* **What is required**
What is needed here is an exact copy of every entry.

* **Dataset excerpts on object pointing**
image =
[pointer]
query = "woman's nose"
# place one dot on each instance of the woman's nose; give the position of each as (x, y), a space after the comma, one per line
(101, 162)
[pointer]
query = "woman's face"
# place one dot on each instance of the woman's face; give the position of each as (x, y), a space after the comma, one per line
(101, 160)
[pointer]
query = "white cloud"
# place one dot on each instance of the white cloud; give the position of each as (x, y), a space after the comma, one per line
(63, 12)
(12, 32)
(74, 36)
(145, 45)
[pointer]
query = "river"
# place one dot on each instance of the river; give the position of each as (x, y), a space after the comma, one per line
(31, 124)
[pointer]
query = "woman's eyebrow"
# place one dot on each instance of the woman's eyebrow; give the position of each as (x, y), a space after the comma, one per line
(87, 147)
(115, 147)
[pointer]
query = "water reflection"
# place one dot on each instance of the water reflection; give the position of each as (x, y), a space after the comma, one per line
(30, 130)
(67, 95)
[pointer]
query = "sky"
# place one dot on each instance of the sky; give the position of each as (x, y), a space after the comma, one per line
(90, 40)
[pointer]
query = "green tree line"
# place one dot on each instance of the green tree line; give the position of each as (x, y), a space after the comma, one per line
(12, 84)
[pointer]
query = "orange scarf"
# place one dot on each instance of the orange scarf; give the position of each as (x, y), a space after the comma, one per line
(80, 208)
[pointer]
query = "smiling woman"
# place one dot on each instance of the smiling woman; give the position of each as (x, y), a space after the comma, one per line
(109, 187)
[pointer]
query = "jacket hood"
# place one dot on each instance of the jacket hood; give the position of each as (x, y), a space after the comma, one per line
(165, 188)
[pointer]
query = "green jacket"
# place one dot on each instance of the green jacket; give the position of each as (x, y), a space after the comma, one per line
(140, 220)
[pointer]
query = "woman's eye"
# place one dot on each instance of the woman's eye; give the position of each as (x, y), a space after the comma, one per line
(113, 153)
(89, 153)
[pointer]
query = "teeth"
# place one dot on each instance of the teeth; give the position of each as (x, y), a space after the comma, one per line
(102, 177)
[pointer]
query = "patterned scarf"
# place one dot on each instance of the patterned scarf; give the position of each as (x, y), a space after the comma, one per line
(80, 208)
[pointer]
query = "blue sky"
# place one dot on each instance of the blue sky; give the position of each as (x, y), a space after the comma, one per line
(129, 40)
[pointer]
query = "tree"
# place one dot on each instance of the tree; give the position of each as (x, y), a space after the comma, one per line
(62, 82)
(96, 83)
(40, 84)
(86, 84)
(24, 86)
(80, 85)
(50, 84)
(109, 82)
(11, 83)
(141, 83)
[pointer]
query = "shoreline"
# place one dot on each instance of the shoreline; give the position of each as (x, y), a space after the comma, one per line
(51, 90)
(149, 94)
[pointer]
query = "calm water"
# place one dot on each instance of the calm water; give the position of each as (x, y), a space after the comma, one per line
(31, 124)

* **Exercise solution**
image =
[pointer]
query = "woman's nose"
# place one dot on each instance of the woman's nose; give the position of each as (x, y), a space after the comma, one per line
(101, 162)
[pointer]
query = "woman's face"
# place one dot on each instance of the woman's face; give the position of each as (x, y), a space after the comma, one per line
(101, 160)
[pointer]
query = "white cloud"
# place one dot on each instance of the white cloud; give the position of each as (x, y), a space after the comma, one per line
(63, 12)
(12, 32)
(74, 36)
(145, 45)
[pointer]
query = "river"
# place one dot on each instance of the river; give the position of each as (x, y), a space after the comma, one per line
(31, 124)
[pointer]
query = "woman's eyebrow"
# place one dot on each instance of the woman's eyebrow; give the position of each as (x, y), a space after the comma, one per line
(87, 147)
(115, 147)
[pointer]
query = "water reflection"
# place one dot on each instance of the water reflection; give the position of each as (x, y), a space after the comma, one per line
(30, 130)
(67, 95)
[pointer]
query = "sky"
# place one dot on each instance of the sky; give the position of each as (x, y), a space after the comma, one per line
(90, 40)
[pointer]
query = "green tree line"
# place one dot on each instance of the green tree line; give the position of each as (x, y), a space after the comma, one per line
(12, 84)
[pointer]
query = "orange scarf"
# place one dot on each instance of the orange scarf; give the position of each as (x, y), a space after the comma, one per line
(80, 208)
[pointer]
query = "smiling woman"
# place one dot on each instance of the smiling woman; give the position of each as (x, y), a space after the comma, one per line
(109, 187)
[pointer]
query = "jacket hood"
# place one dot on each instance of the jacket hood; give the position of each as (x, y), a space after the comma, one per line
(165, 188)
[pointer]
query = "green jacket"
# place one dot on each instance of the green jacket; give the position of each as (x, y), a space after the comma, one per line
(140, 220)
[pointer]
query = "woman's eye"
# place one dot on each instance of the woman's eye; give the position of each as (x, y), a space after the comma, one per line
(113, 153)
(89, 153)
[pointer]
query = "teeth"
# place one dot on each instance of the teeth; give the position of each as (x, y), a space after the comma, one per line
(102, 177)
[pointer]
query = "patterned scarf"
# place one dot on each instance of the patterned scarf; give the position of each as (x, y), a space after the comma, one per line
(80, 208)
[pointer]
query = "blue sky"
# place one dot on each instance of the blue sky; give the position of each as (x, y), a space after the comma, one per line
(129, 40)
[pointer]
query = "tree"
# place one dot on each instance of the tree; give the position of each as (x, y), a space after the comma, one per line
(62, 82)
(96, 83)
(40, 84)
(86, 84)
(24, 86)
(80, 85)
(50, 84)
(109, 82)
(11, 83)
(141, 83)
[pointer]
query = "shoreline"
# place one dot on each instance of the shoreline; give the position of each as (x, y), a space after the comma, one per line
(51, 90)
(149, 94)
[pointer]
query = "calm water"
# place one dot on each instance of the calm water; give the position of each as (x, y), a space after the comma, one per line
(31, 124)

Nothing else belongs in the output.